→ Problem statement
Every entry needs to be repeated exactly, with nothing left out.

*** Opening of Exercise data ***

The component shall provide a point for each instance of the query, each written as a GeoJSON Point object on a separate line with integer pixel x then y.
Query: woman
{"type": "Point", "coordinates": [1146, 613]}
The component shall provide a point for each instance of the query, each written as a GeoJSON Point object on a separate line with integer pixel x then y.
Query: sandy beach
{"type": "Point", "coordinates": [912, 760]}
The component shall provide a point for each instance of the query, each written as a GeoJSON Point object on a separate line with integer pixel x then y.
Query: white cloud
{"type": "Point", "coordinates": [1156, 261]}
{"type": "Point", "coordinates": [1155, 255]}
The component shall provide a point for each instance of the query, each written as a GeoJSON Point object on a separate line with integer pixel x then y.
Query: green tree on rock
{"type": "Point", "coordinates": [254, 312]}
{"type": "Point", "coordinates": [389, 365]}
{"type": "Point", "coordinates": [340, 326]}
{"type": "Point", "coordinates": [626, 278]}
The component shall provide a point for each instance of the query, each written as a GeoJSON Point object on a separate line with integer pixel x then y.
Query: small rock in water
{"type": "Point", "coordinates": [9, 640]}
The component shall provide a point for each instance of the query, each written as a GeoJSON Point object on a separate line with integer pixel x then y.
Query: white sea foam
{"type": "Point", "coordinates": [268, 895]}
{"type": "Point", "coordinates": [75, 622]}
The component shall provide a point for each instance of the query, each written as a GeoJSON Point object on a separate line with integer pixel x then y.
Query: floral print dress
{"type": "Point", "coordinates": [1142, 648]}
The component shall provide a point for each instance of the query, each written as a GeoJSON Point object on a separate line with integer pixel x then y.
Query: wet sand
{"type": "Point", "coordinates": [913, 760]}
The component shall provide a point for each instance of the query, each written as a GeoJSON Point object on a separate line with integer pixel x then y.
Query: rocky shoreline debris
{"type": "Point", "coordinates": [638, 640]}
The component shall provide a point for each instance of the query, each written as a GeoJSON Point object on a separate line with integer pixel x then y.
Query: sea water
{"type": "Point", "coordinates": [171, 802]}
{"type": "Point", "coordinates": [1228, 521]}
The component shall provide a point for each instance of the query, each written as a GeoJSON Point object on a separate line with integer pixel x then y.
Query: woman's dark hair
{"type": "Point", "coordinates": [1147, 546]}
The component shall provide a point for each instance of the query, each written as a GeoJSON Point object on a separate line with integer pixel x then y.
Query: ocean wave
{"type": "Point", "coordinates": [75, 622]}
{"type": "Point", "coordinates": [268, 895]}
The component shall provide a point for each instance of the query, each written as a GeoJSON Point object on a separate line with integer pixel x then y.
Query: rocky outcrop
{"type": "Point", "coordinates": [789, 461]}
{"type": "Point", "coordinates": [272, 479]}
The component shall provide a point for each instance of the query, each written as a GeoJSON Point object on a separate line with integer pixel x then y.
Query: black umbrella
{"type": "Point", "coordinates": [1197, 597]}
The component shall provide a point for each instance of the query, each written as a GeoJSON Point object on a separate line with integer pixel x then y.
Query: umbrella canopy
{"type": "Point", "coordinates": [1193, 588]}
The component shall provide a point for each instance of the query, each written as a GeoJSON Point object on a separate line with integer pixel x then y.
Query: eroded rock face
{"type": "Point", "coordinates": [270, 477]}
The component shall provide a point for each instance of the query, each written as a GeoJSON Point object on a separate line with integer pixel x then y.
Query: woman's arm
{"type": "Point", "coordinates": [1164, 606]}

*** Close of Exercise data ***

→ Your response
The component shall provide a point for each instance of the query, each written as a GeoJSON Point object on a separate line with integer pixel x then y.
Query: woman
{"type": "Point", "coordinates": [1146, 613]}
The component shall provide a point for each instance of the query, each written as a GeoJSON Point object on a separate line with integer pixel x then y.
Query: sandy beach
{"type": "Point", "coordinates": [912, 760]}
The component shall provide a point for each instance of the query, each written as a GeoJSON Point object on a separate line with integer pixel x then y.
Query: white cloud
{"type": "Point", "coordinates": [1156, 261]}
{"type": "Point", "coordinates": [1155, 255]}
The component shall provide a point for each instance of the query, each written as a GeoJSON Point object on a separate line with integer pixel x then y.
Query: green tree on rock
{"type": "Point", "coordinates": [254, 312]}
{"type": "Point", "coordinates": [389, 365]}
{"type": "Point", "coordinates": [340, 326]}
{"type": "Point", "coordinates": [626, 278]}
The component shall provide a point for each instance of the query, each written as a GeoJSON Point object on a separate line with integer pixel x then y.
Query: small rock in water
{"type": "Point", "coordinates": [9, 640]}
The component shall provide a point for each instance of the query, each written as a GeoJSON Point object on a separate line with integer pixel x then y.
Query: white sea foam
{"type": "Point", "coordinates": [268, 895]}
{"type": "Point", "coordinates": [75, 622]}
The component shall provide a point for each instance of the query, each written as a GeoJSON Point object on a separate line with integer pixel x then y.
Query: floral print dress
{"type": "Point", "coordinates": [1142, 648]}
The component shall provide a point for each instance of the query, each written as a GeoJSON Point object on a separate line with integer pixel x then y.
Query: wet sand
{"type": "Point", "coordinates": [913, 760]}
The component shall provide a point for each instance of the query, each written as a GeoJSON Point object on a separate line with integer pixel x then y.
Query: rocky shoreline debris
{"type": "Point", "coordinates": [638, 640]}
The component shall provide a point for each instance of the query, each written as a GeoJSON Point object on a separate line with integer pixel x then y.
Query: sea water
{"type": "Point", "coordinates": [171, 802]}
{"type": "Point", "coordinates": [1228, 521]}
The component shall provide a point for each instance of the query, each written as a GeoJSON Point object on a separate line with integer pixel x then y.
Query: woman's dark hair
{"type": "Point", "coordinates": [1147, 546]}
The component shall provide a point for each instance of the query, each written as a GeoJSON Point object on a separate line with integer pixel x then y.
Query: ocean wave
{"type": "Point", "coordinates": [75, 622]}
{"type": "Point", "coordinates": [268, 895]}
The component shall provide a point for each instance of the query, each written as a GeoJSON Point object on a separate line with integer pixel x then y.
Query: rocky outcrop
{"type": "Point", "coordinates": [789, 461]}
{"type": "Point", "coordinates": [272, 479]}
The component shall provide a point for each instance of the query, each written as a GeoJSON Point object on a separate line with integer pixel x then y.
Query: black umbrella
{"type": "Point", "coordinates": [1197, 597]}
The component shall provide a point for each instance of the query, each written as a GeoJSON Point object on a separate line with integer pixel x then y.
Query: umbrella canopy
{"type": "Point", "coordinates": [1193, 588]}
The component shall provide a point for each instance of the query, each written as a GeoJSON Point object on a separate line with integer pixel x then y.
Query: eroded rock face
{"type": "Point", "coordinates": [270, 477]}
The component shall provide a point for each instance of the query, each written as a GeoJSON Point object on a separate line with integer pixel x then y.
Query: woman's arm
{"type": "Point", "coordinates": [1164, 606]}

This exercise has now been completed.